[Natural language region descriptions]
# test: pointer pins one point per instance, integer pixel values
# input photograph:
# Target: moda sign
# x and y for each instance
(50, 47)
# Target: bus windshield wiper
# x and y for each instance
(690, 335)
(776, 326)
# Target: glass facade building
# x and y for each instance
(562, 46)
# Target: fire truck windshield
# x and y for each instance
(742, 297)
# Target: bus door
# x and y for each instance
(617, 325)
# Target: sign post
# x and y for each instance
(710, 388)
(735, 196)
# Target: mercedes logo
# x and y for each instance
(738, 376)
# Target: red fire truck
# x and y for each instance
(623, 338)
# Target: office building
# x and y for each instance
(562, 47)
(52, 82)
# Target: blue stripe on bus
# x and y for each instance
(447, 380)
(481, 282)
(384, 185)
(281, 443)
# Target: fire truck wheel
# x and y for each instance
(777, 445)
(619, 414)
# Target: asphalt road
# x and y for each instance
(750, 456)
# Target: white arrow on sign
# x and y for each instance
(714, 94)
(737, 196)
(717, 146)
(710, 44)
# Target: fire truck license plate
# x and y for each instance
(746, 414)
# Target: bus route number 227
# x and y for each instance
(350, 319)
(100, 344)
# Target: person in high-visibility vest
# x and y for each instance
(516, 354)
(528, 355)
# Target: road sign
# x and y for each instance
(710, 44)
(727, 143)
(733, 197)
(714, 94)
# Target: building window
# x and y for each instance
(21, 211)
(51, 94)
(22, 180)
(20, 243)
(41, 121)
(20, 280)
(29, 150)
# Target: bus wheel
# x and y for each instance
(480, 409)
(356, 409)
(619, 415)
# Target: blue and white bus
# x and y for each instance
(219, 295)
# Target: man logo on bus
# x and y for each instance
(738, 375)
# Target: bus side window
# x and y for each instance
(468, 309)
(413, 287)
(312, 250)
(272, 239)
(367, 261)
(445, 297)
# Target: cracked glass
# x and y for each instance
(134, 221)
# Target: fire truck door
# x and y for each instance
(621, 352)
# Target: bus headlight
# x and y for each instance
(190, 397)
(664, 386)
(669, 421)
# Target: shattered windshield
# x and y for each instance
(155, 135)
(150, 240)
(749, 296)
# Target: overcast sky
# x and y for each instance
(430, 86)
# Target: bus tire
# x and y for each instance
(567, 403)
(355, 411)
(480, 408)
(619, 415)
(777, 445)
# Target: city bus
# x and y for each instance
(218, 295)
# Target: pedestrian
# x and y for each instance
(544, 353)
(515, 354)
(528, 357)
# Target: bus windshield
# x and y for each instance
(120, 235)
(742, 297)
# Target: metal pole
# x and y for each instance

_Required work_
Select and copy each line from the data that includes the word "windshield".

_Completed task_
# Target: bus windshield wiper
# Target: fire truck windshield
# Target: shattered windshield
# Target: bus windshield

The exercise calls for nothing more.